▶ _Task description_
Find the lines in the records that carry the word "rough". Copy each one.

■ ■ ■ ■

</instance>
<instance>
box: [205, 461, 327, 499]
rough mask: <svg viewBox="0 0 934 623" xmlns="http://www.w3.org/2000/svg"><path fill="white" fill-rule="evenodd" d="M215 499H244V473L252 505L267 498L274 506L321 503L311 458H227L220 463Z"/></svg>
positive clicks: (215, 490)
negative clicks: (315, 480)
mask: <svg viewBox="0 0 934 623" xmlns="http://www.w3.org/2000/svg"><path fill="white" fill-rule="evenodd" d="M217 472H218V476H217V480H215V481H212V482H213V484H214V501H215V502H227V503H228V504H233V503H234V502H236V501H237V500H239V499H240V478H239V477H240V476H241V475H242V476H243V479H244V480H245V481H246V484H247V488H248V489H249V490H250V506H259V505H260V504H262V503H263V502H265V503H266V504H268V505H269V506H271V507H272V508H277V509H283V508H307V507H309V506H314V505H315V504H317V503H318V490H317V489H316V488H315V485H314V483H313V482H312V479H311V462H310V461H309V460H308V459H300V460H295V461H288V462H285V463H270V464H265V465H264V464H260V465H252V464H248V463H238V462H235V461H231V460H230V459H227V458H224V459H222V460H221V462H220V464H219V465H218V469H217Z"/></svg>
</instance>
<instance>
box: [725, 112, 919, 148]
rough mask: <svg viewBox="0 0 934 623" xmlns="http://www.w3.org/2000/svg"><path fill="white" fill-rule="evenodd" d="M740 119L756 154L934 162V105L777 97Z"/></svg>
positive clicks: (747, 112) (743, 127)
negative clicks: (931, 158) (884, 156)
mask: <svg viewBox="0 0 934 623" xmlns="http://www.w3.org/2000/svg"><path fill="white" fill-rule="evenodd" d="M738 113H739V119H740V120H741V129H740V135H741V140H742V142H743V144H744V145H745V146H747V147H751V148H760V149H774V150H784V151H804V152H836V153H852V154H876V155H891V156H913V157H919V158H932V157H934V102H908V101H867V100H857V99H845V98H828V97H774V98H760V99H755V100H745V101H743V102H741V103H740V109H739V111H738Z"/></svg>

■ ■ ■ ■

▶ _Reply_
rough mask: <svg viewBox="0 0 934 623" xmlns="http://www.w3.org/2000/svg"><path fill="white" fill-rule="evenodd" d="M215 499H244V473L252 505L267 498L274 506L321 503L311 458H227L220 463Z"/></svg>
rough mask: <svg viewBox="0 0 934 623" xmlns="http://www.w3.org/2000/svg"><path fill="white" fill-rule="evenodd" d="M740 119L756 154L934 162V105L777 97Z"/></svg>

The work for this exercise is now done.